### What you need to do
Read the records and gather each line that includes "water".

[Opening Data to examine section]

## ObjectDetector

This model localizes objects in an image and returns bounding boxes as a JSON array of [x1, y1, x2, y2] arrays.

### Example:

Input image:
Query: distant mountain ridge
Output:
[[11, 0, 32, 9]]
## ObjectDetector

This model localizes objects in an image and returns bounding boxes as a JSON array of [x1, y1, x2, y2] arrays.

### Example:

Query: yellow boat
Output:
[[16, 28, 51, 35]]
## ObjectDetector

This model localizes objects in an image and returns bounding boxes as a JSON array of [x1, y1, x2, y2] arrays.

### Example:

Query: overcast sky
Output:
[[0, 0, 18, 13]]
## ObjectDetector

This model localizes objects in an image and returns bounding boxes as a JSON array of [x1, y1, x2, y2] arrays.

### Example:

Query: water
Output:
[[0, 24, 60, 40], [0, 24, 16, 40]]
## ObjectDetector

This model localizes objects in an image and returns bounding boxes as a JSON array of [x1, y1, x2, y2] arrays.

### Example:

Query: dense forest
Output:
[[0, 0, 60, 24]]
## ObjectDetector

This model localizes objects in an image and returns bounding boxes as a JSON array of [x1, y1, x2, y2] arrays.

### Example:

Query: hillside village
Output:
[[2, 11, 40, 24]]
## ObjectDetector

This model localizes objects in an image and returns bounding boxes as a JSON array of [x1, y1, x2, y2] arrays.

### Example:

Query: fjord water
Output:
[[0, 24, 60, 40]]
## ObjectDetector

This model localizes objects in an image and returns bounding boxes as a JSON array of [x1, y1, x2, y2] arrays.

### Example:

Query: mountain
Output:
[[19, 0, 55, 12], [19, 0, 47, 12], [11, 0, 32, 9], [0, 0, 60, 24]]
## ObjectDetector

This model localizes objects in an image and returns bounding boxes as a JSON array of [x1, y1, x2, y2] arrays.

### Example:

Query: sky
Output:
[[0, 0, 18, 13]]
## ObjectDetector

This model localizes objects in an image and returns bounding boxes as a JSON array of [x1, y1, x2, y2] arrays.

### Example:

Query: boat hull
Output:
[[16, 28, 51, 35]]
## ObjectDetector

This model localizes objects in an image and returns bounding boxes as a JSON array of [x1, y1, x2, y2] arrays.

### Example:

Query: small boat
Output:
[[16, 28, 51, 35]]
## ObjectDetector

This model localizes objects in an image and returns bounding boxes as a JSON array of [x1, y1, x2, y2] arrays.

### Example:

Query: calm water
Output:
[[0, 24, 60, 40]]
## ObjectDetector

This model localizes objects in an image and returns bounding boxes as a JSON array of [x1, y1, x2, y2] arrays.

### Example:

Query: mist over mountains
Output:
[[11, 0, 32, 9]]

[Closing Data to examine section]

### Answer to this problem
Query: water
Query: fjord water
Query: calm water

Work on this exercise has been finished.